→ **WRITTEN PROBLEM 1**: In the ship model build log, what color will the inner bulwarks be painted?
** START OF TEXT EXTRACT **
With the basic skeleton now assembled, the bulkhead ears strengthened with the longitudinal strips, and the ply deck fitted...I can now finish the framed cannon ports. These are done in the same way that Chris used on Amati's forthcoming Victory that you may have seen in my build log.

 

76.jpg

These are added in pairs, numbered from the bow, back towards the stern. I push these into position so they are at right angles to the long pot strips I fitted. This is important as they'll need to line up with the inside bulwarks which have the port holes laser-cut.

78.jpg

80.jpg

 

Stern and now filler blocks are now marked, shaped and fitted. I used a Dremel for these for speed.

84.jpg

86.jpg

 

Before the inner bulwarks are fitted, I nee to sand the inner bulwark frames smooth. The best way to gauge this is that the work is pretty much done when all the char is removed. There is leeway in subsequent part fitting even if you sand these a little more than just the char, but the char is a good indication. 

87.jpg

 

Another nice feature of this model is that you can fit the inner bulwarks with just clamps, and then paint in the glue from within the frames, once everything is aligned. There's little to no fettling to do here either. The gun ports in the inner bulwarks are also slightly smaller than the framed ports, so you can trim them to size later.

90.jpg

 

 

Before the rear inner bulwarks are fitted, two pearwood beams are added to the rear hull. These also tie the stern timbers to the side frames.

92.jpg

94.jpg

 

Now the rear inner bulwarks are fitted. Any small gaps between the bulwarks and ply deck will be hidden with the deck and the spirketting.

96.jpg

99.jpg

 

Unlike Chris' test hull, this model will be painted, and the inner bulwarks will be painted red. However, they won't be painted in the cabin areas, but left in varnish. To mark the extent of the paint, I test fit one of the cabin bulkheads.
** END OF TEXT EXTRACT **
** START OF RAW RECORDS **
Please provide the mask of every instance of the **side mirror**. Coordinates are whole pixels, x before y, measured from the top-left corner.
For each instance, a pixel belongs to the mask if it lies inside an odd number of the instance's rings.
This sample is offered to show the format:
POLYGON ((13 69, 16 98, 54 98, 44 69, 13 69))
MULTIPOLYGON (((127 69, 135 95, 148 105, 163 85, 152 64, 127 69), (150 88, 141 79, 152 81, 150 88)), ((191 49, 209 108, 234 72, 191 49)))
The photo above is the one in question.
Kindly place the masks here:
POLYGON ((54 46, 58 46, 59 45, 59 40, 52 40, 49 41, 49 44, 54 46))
** END OF RAW RECORDS **
→ **WRITTEN PROBLEM 2**: Render every line of the entry as a numbered list, leaving out any blank lines.

→ **CORRECT RESPONSE 1**: Red, except in the cabin areas, which are left in varnish.

→ **CORRECT RESPONSE 2**:
1. Please provide the mask of every instance of the **side mirror**. Coordinates are whole pixels, x before y, measured from the top-left corner.
2. For each instance, a pixel belongs to the mask if it lies inside an odd number of the instance's rings.
3. This sample is offered to show the format:
4. POLYGON ((13 69, 16 98, 54 98, 44 69, 13 69))
5. MULTIPOLYGON (((127 69, 135 95, 148 105, 163 85, 152 64, 127 69), (150 88, 141 79, 152 81, 150 88)), ((191 49, 209 108, 234 72, 191 49)))
6. The photo above is the one in question.
7. Kindly place the masks here:
8. POLYGON ((54 46, 58 46, 59 45, 59 40, 52 40, 49 41, 49 44, 54 46))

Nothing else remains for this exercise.